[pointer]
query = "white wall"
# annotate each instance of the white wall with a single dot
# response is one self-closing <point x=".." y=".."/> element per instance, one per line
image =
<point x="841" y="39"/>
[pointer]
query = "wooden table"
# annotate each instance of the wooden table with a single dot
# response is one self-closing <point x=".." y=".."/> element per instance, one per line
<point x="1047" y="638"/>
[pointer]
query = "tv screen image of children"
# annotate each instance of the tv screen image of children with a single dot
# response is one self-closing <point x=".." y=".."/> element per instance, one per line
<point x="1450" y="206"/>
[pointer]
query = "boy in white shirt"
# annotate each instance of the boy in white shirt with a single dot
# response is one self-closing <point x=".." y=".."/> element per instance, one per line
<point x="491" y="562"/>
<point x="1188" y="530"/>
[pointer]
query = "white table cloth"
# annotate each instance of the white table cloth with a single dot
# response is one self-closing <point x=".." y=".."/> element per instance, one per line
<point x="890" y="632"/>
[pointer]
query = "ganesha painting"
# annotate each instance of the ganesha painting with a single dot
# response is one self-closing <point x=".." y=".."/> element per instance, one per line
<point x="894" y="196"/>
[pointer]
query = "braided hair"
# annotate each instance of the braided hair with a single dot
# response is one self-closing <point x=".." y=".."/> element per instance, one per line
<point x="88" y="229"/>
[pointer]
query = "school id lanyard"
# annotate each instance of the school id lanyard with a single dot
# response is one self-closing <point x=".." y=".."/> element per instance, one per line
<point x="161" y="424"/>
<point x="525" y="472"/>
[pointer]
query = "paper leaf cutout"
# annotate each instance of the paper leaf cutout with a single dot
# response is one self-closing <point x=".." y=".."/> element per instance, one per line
-.-.-
• [Problem requirements]:
Each line must be given again exactly as written above.

• [Solution]:
[pointer]
query = "white wall"
# annotate each instance of the white wall with a single dot
# response is one self-closing <point x=".." y=".."/> element per instance, one per line
image =
<point x="841" y="39"/>
[pointer]
query = "wooden table"
# annotate each instance of the wooden table with a single dot
# response is one self-closing <point x=".." y=".."/> element per instance, one per line
<point x="1047" y="638"/>
[pointer]
query = "tv screen image of children"
# annotate each instance of the tv screen image of children with a single dot
# response is one self-closing <point x=".." y=".."/> element per instance, one per line
<point x="1450" y="206"/>
[pointer]
query = "boy in white shirt"
# annotate each instance of the boy in white shirt with a single dot
# response is one self-closing <point x=".." y=".."/> element per instance, one per line
<point x="491" y="562"/>
<point x="1188" y="530"/>
[pointer]
query = "white table cloth"
# annotate each instance of the white table cloth with a single dot
# response is one self-closing <point x=".." y=".."/> element per instance, one per line
<point x="890" y="632"/>
[pointer]
query = "ganesha painting"
# annotate each instance of the ganesha painting with a single dot
# response is one self-closing <point x=".." y=".."/> element per instance, one per line
<point x="894" y="196"/>
[pointer]
query = "braided hair"
# annotate each instance of the braided hair with a single dot
# response is one self-closing <point x=".." y=".."/> element per instance, one per line
<point x="88" y="229"/>
[pointer]
query = "school id lanyard"
# annotate each instance of the school id lanyard with a single dot
# response is one self-closing <point x=".." y=".."/> element per instance, one per line
<point x="161" y="424"/>
<point x="525" y="472"/>
[pointer]
query = "paper leaf cutout"
# annotate each instance of the paper leaf cutout with a single dot
# response is one self-closing <point x=".." y=".."/> element per instance, one per line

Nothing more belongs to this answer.